_TASK BRIEF_.
Count how many rows below contain the word "neck", with case counting, and give only that number.

_TASK INPUT_.
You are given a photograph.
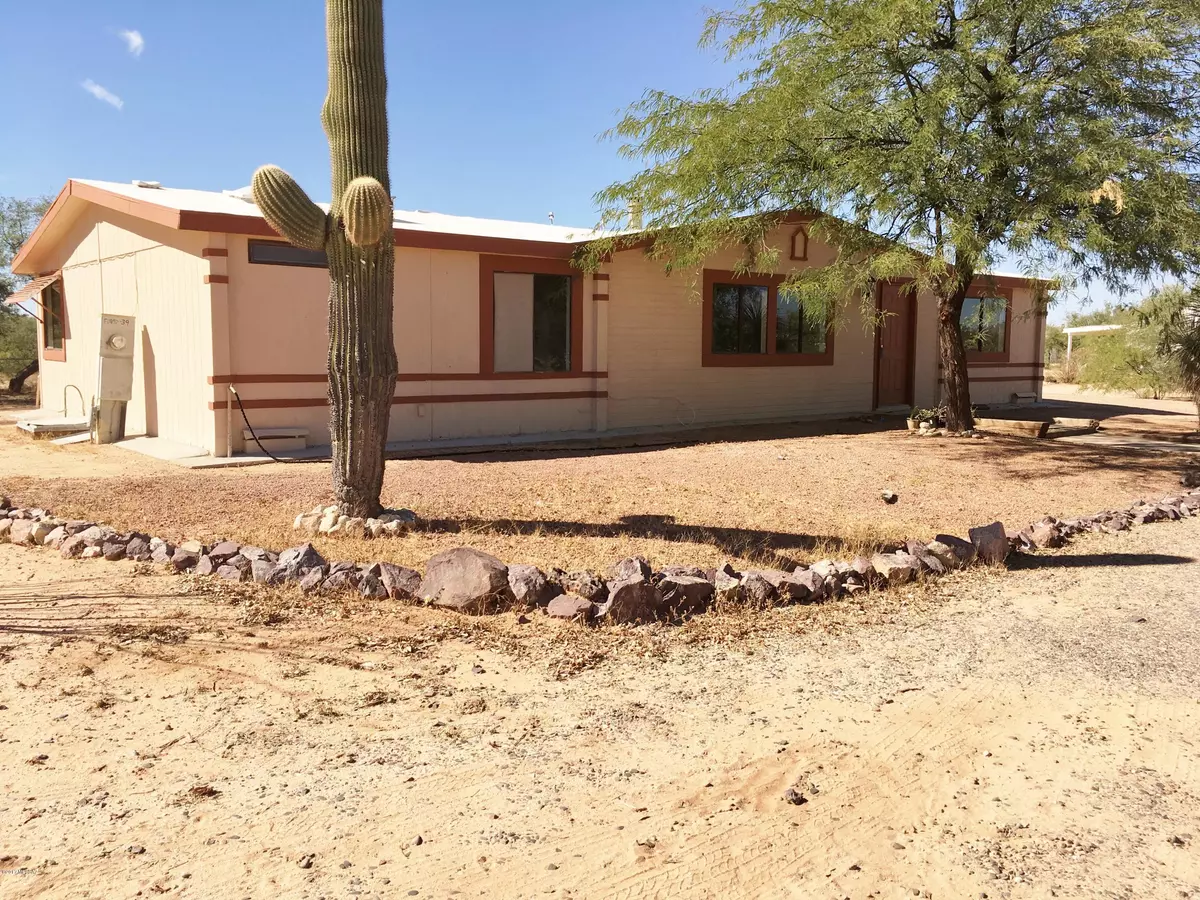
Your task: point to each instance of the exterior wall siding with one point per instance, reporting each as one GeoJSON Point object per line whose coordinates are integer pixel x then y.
...
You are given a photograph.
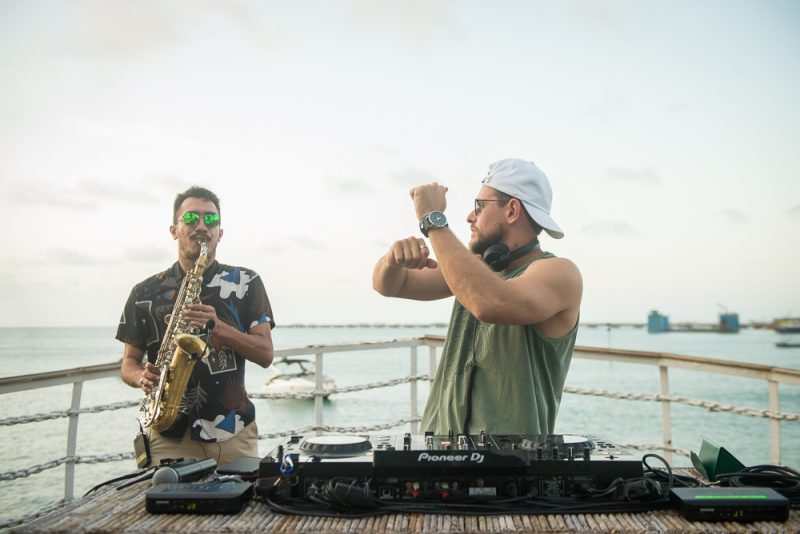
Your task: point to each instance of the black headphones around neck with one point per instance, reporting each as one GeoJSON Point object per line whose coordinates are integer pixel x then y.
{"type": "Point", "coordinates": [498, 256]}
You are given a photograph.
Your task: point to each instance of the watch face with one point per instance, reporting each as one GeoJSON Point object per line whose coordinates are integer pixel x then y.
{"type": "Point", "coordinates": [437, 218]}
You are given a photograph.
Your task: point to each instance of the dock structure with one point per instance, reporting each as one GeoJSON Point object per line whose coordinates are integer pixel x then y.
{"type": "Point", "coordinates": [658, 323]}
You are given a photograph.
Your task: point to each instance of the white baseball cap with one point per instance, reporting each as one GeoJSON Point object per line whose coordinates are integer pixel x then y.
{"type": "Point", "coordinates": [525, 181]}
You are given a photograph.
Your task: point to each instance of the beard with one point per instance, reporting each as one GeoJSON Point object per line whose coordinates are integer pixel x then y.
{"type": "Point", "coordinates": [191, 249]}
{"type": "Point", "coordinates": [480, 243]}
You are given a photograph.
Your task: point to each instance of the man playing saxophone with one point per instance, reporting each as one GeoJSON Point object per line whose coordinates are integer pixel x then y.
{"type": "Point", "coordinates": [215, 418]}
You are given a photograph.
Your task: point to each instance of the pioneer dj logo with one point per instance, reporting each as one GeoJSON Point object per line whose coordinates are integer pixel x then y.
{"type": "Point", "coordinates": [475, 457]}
...
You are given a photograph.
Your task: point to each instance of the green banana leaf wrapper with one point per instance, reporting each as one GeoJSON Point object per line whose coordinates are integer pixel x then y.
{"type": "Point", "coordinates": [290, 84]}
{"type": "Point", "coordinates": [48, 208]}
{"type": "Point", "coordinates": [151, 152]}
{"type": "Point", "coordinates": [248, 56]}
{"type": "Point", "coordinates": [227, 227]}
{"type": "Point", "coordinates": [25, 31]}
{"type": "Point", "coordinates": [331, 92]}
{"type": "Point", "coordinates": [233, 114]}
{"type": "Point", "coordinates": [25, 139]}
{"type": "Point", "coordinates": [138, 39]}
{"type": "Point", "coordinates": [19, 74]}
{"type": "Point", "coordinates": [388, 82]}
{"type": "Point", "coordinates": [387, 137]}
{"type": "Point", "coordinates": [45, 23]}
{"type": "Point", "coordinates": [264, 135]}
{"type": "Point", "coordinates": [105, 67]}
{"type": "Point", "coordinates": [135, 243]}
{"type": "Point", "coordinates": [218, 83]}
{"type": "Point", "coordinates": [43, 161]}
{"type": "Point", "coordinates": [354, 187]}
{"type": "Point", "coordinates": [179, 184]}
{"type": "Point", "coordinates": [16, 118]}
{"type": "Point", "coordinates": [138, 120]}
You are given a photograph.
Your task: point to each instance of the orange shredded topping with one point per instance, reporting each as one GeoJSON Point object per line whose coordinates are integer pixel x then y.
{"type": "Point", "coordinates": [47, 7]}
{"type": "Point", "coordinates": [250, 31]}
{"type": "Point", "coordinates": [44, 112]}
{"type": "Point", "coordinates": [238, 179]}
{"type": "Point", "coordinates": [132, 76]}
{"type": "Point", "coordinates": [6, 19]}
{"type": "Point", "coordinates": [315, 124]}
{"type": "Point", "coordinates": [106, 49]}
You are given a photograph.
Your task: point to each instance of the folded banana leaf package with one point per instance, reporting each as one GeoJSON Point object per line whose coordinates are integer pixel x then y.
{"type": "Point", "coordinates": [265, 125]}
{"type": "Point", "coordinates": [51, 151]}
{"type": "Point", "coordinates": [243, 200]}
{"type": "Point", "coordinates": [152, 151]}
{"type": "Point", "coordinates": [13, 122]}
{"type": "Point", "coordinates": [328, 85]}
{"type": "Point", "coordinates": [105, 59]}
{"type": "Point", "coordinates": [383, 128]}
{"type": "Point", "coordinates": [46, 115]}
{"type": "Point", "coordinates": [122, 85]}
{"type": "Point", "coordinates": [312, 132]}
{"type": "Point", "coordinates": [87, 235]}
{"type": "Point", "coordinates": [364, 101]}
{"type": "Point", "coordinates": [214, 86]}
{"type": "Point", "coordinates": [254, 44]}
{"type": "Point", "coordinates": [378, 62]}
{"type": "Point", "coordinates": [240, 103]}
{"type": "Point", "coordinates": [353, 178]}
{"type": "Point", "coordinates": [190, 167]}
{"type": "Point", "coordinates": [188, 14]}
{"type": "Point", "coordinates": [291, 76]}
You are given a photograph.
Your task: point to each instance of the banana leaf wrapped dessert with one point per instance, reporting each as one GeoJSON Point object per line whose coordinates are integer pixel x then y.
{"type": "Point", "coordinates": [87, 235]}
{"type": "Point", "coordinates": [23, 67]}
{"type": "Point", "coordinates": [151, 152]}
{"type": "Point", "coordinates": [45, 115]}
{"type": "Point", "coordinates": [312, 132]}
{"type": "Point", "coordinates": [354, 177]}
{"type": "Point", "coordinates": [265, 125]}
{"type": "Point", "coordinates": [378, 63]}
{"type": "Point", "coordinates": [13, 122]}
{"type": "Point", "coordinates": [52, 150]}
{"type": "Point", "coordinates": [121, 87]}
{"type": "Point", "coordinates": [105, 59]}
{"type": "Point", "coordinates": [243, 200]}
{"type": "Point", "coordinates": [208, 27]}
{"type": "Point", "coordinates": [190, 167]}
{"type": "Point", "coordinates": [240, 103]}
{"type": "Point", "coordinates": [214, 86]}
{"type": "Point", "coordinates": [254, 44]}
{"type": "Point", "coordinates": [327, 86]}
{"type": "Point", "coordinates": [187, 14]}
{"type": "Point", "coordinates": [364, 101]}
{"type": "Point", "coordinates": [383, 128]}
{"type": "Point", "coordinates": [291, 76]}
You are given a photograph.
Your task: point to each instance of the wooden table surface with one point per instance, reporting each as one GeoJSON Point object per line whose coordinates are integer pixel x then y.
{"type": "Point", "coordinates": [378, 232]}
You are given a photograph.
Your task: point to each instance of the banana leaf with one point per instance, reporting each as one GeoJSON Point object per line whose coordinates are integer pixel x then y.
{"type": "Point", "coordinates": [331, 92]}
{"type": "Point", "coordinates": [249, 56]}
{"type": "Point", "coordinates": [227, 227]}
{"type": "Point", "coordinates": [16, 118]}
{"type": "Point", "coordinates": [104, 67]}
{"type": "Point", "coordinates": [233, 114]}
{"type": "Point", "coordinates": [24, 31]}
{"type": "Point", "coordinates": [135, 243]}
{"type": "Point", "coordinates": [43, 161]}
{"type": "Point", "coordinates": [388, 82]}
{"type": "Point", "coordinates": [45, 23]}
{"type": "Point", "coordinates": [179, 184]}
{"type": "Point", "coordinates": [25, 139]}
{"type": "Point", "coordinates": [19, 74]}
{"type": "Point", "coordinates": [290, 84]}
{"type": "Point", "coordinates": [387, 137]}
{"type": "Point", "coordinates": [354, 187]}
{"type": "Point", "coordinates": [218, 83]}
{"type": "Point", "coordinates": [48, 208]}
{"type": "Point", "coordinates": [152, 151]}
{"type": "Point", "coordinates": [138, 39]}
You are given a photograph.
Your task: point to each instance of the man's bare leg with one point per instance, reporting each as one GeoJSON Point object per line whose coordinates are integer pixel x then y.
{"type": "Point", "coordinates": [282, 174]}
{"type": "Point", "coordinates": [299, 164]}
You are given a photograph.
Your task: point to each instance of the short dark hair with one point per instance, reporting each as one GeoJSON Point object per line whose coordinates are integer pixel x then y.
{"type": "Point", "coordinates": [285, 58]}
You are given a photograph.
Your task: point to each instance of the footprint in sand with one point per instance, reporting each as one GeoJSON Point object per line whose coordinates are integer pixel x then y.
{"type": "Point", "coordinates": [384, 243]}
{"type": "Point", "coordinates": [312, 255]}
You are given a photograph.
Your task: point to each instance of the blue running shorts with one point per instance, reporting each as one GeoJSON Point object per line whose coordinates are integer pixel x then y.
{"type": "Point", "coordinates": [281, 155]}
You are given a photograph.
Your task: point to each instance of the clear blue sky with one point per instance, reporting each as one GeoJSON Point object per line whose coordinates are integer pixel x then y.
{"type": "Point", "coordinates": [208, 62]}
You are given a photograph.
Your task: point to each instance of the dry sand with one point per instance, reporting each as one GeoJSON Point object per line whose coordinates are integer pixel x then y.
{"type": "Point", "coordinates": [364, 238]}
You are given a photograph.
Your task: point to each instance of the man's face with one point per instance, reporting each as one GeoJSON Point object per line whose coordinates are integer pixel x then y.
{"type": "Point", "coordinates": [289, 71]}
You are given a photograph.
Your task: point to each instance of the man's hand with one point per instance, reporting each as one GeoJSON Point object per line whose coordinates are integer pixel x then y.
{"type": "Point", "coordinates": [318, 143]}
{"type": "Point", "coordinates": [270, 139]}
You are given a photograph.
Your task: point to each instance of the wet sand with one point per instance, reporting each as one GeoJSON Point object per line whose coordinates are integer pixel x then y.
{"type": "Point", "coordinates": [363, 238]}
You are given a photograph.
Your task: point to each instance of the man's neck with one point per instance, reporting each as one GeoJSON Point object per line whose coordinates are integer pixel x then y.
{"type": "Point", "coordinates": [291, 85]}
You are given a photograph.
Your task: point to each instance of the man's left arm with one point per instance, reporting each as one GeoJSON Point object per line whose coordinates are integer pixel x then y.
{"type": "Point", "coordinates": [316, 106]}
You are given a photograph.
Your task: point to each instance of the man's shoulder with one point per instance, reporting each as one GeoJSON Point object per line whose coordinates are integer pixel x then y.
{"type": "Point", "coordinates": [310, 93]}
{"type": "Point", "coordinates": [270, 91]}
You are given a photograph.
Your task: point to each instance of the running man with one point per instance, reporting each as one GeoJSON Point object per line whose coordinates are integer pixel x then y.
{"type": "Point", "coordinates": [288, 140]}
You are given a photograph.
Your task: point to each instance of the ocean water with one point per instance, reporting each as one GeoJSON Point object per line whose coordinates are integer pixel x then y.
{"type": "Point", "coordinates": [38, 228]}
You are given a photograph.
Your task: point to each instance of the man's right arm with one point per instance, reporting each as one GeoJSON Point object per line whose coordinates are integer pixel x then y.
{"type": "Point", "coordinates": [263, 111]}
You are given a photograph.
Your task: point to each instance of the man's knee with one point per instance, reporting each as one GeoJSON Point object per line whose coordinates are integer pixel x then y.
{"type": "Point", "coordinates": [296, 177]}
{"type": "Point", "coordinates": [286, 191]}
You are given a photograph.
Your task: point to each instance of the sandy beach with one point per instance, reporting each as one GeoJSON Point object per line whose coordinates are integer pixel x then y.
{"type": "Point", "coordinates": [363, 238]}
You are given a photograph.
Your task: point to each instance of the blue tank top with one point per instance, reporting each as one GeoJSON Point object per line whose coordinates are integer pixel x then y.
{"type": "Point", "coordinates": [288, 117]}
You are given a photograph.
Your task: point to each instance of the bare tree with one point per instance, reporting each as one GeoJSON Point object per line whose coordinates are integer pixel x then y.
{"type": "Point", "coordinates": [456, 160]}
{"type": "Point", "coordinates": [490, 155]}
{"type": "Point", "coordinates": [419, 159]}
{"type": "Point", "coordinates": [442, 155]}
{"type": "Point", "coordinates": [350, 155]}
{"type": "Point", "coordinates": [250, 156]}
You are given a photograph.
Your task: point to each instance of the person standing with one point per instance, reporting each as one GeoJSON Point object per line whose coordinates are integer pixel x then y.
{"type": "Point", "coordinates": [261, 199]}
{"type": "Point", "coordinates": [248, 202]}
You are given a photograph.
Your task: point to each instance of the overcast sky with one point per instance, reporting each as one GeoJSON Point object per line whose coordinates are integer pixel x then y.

_EXERCISE RESPONSE_.
2